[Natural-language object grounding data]
BEGIN

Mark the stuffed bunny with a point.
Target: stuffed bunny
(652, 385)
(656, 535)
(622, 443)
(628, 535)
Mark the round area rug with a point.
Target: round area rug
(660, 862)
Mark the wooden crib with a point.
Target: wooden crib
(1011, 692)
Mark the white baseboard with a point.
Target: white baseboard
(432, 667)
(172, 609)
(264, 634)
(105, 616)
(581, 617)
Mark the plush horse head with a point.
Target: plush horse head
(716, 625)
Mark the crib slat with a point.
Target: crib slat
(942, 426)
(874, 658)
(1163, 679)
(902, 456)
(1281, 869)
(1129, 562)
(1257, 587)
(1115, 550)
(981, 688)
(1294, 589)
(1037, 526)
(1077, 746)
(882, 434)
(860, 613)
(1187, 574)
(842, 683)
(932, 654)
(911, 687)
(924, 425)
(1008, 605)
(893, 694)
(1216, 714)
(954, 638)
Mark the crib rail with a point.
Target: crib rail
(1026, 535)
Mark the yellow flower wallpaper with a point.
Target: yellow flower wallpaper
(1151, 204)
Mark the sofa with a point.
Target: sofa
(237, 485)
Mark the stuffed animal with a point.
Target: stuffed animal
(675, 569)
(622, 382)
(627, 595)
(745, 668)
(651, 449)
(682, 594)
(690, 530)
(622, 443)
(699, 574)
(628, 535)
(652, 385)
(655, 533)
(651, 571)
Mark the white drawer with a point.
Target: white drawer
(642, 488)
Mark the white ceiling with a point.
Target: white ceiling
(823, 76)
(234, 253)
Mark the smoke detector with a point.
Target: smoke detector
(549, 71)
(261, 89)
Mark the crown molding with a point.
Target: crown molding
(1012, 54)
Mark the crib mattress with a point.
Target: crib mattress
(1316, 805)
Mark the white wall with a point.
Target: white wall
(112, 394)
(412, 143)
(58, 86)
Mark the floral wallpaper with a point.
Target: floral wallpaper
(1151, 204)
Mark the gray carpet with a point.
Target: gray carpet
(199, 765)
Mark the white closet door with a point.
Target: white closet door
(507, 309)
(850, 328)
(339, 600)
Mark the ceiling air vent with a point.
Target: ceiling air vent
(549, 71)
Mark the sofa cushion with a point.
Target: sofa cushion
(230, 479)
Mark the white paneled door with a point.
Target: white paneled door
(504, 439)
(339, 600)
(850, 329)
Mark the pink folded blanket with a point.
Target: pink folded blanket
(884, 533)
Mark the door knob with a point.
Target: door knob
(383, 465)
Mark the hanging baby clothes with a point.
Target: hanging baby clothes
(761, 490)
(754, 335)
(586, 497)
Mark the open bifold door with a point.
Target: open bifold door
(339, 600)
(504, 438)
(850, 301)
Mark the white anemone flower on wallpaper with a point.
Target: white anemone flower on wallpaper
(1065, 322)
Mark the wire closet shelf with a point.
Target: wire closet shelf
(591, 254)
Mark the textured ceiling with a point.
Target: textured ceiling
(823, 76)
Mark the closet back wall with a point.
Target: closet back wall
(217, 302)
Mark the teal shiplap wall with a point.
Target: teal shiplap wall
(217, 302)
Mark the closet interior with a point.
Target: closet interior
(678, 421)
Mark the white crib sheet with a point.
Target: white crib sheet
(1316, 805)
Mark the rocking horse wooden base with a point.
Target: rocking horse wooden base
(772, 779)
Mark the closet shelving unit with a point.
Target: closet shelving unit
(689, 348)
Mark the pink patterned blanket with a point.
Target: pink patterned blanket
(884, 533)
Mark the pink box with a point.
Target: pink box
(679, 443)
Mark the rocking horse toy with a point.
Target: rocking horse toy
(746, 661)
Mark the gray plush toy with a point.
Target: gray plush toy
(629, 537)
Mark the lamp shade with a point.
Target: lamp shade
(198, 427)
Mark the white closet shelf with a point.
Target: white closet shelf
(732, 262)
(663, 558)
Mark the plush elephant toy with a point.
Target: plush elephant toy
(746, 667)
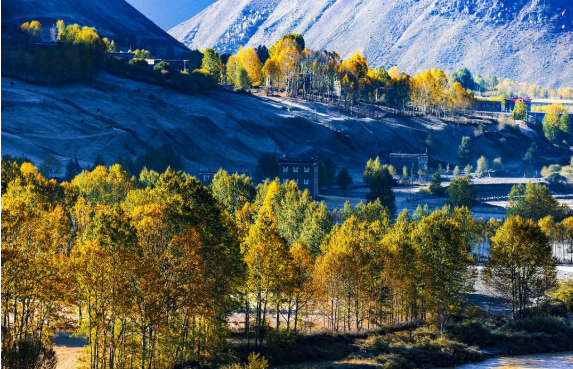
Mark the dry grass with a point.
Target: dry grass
(67, 356)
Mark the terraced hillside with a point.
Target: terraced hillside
(527, 40)
(222, 129)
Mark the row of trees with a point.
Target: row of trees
(150, 268)
(290, 67)
(79, 53)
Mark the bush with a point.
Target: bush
(564, 293)
(28, 354)
(471, 332)
(462, 192)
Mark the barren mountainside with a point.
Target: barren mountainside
(169, 13)
(115, 19)
(529, 40)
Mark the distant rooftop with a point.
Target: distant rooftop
(407, 155)
(285, 159)
(519, 99)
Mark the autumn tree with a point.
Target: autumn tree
(245, 63)
(519, 111)
(482, 165)
(268, 263)
(212, 64)
(521, 267)
(462, 192)
(443, 256)
(464, 153)
(556, 123)
(35, 263)
(533, 201)
(233, 191)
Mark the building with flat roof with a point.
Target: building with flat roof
(510, 103)
(206, 175)
(122, 56)
(304, 172)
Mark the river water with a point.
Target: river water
(556, 360)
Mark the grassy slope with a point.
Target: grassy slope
(222, 129)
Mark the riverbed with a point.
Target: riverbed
(556, 360)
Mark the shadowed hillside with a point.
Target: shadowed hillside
(527, 40)
(222, 129)
(114, 19)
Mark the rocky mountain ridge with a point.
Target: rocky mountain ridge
(529, 40)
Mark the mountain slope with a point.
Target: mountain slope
(169, 13)
(530, 40)
(115, 19)
(222, 129)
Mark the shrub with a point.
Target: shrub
(462, 192)
(471, 332)
(28, 354)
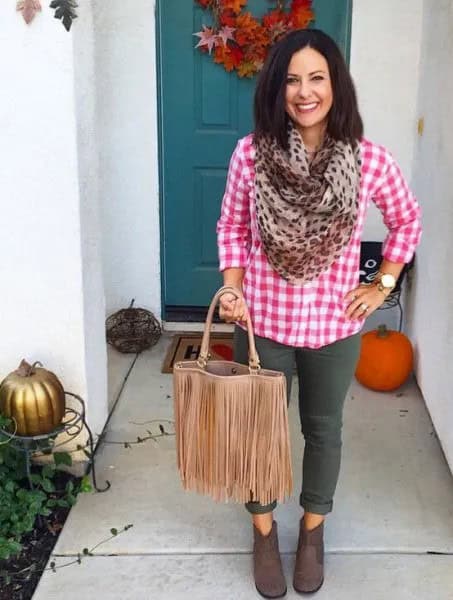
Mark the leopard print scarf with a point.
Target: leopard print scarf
(306, 213)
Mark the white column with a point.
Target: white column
(51, 298)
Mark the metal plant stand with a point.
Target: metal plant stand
(74, 422)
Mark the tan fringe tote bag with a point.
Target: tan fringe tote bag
(231, 423)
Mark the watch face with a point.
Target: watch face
(388, 280)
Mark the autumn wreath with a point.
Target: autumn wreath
(239, 40)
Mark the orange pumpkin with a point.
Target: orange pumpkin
(386, 359)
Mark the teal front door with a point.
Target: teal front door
(203, 112)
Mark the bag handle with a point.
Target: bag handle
(254, 361)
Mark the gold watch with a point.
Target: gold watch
(385, 282)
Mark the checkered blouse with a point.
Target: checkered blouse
(313, 314)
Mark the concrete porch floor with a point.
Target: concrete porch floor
(389, 537)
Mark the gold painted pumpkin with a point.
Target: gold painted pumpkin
(34, 398)
(386, 359)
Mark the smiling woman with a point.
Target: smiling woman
(309, 95)
(289, 237)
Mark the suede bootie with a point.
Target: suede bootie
(267, 565)
(309, 567)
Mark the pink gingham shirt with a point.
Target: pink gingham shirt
(313, 314)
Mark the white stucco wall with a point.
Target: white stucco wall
(431, 301)
(43, 312)
(385, 57)
(127, 119)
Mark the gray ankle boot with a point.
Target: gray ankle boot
(267, 565)
(309, 568)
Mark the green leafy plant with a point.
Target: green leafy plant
(20, 505)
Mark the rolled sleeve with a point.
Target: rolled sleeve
(233, 226)
(401, 213)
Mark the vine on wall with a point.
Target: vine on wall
(64, 10)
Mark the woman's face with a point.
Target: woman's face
(309, 95)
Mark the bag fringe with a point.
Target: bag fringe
(232, 436)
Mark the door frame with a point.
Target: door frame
(160, 133)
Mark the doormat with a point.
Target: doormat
(186, 346)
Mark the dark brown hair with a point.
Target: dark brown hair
(271, 119)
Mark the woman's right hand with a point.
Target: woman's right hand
(232, 308)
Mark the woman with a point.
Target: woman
(289, 237)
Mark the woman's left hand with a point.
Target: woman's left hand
(363, 300)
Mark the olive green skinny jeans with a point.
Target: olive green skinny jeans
(324, 377)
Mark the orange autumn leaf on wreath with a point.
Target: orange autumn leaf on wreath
(249, 30)
(240, 40)
(229, 57)
(233, 5)
(246, 69)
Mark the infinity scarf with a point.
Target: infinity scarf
(306, 213)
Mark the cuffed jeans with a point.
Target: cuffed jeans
(324, 377)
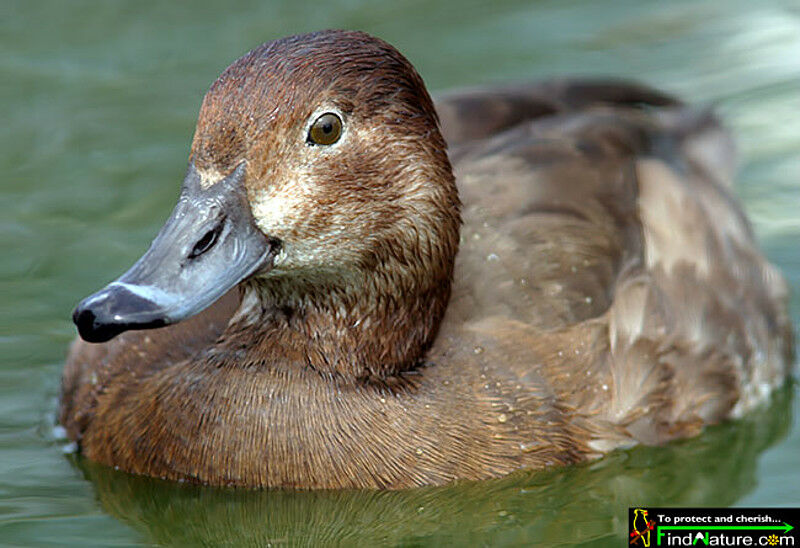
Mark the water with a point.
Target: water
(98, 103)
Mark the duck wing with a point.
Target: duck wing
(603, 248)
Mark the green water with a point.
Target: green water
(97, 107)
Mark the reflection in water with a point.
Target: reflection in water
(580, 504)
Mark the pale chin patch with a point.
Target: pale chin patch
(209, 177)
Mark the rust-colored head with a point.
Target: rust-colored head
(363, 205)
(341, 204)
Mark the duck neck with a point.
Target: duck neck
(365, 324)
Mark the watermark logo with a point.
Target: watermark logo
(712, 526)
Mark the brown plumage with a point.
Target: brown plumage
(606, 287)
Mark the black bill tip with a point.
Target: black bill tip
(106, 314)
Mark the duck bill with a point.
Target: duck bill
(208, 245)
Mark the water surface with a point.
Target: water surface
(98, 102)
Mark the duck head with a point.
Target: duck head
(318, 181)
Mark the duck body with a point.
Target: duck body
(581, 280)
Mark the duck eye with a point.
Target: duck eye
(325, 130)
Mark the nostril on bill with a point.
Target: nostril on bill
(206, 242)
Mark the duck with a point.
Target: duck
(361, 288)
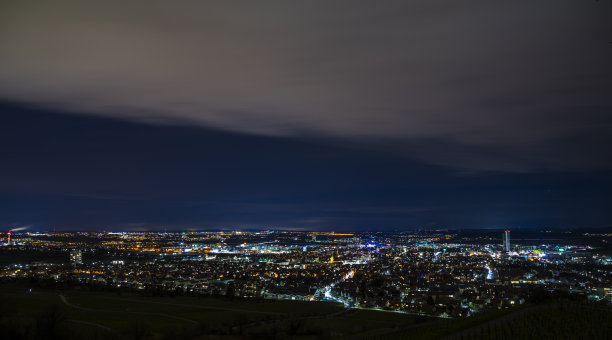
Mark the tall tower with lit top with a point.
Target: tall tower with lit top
(506, 240)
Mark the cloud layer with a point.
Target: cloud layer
(475, 85)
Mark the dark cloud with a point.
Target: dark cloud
(476, 85)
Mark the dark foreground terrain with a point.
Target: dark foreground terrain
(73, 314)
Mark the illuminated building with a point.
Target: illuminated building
(506, 240)
(76, 257)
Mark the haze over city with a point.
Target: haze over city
(309, 116)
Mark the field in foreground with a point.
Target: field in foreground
(53, 314)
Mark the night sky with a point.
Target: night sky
(318, 115)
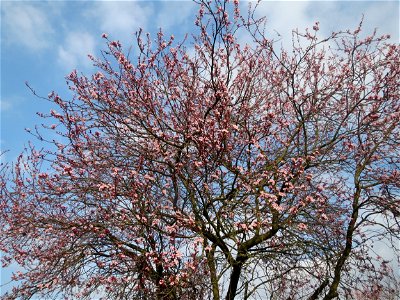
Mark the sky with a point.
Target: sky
(43, 41)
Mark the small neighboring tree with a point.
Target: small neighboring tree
(231, 170)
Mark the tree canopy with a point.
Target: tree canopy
(214, 169)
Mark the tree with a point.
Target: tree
(228, 171)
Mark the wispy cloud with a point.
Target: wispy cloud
(73, 54)
(121, 19)
(27, 25)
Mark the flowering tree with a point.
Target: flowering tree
(227, 170)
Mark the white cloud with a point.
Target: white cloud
(73, 54)
(176, 13)
(121, 19)
(26, 25)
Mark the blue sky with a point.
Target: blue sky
(43, 41)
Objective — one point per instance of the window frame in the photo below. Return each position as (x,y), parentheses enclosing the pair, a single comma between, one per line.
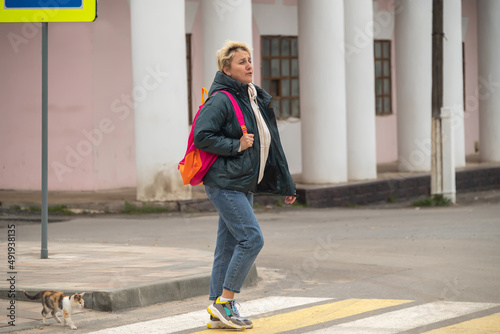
(383,77)
(276,82)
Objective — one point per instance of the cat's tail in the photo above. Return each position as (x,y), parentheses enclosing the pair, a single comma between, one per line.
(37,296)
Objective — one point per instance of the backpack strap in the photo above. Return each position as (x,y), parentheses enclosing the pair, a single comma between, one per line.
(237,110)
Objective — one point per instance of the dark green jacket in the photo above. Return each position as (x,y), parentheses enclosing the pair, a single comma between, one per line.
(217,131)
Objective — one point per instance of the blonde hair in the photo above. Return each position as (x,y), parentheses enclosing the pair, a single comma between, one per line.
(226,54)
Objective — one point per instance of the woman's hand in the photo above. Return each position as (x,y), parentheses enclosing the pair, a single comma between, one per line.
(246,141)
(290,199)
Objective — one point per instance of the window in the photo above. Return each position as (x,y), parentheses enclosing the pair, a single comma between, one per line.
(383,95)
(189,77)
(280,74)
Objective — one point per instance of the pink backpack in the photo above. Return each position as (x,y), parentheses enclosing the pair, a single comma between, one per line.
(196,162)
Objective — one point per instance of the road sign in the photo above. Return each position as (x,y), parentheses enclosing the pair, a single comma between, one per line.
(48,10)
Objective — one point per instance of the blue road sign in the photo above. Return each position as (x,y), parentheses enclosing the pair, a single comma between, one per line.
(13,4)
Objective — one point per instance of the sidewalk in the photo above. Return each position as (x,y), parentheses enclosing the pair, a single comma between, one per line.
(113,277)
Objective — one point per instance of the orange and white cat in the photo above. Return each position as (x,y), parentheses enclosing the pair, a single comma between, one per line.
(53,302)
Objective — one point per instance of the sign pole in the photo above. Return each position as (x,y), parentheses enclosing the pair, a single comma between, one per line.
(437,98)
(45,122)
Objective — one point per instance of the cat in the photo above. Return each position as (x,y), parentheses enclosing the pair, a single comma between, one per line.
(53,302)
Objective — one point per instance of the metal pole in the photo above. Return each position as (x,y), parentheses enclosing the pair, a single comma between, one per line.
(45,122)
(437,98)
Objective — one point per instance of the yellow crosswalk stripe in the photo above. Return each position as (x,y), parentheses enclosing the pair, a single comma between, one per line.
(315,315)
(484,325)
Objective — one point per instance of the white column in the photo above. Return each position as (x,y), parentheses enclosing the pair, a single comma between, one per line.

END

WHAT THE TASK REQUIRES: Starting at the line that holds "Objective — one point per instance of the sidewalk", set down each line exactly through the last line of the records above, and no others.

RESPONSE TO THIS EXERCISE:
Objective — one point per instance of the sidewalk in the photo above. Return each position as (x,y), parentheses enclosing the pair, a single comma between, one per line.
(113,277)
Objective — one point per instance of the orange and white cat in the photo above. Return each position as (x,y), parentheses enclosing the pair, a single comma between, one per line.
(53,302)
Objective — one point per instance of the sign pole in the photo above. Return each position as (x,y), parentheses enclosing the pair, a single comma between, one per line.
(437,98)
(45,122)
Objective — one point per instance of the cat in the photo above. Return each position as (x,y), parentheses enclosing the pair, a single comma between, one per line.
(53,302)
Objective — one point per instance of the metal pole in the photo above. Return each position as (x,y), parentheses enclosing the pair, a single comma between, one per line.
(45,122)
(437,98)
Objective — one point per instance of the yellow crosswalk stripe in the photo above. Return each position as (x,y), parentheses enclosing the pair, a single comma between, one per line.
(315,315)
(484,325)
Objective — one point per instance of the white column in the photo above. Return each position as (x,y), parentheses enclosing the pair, a single comma between, one per line.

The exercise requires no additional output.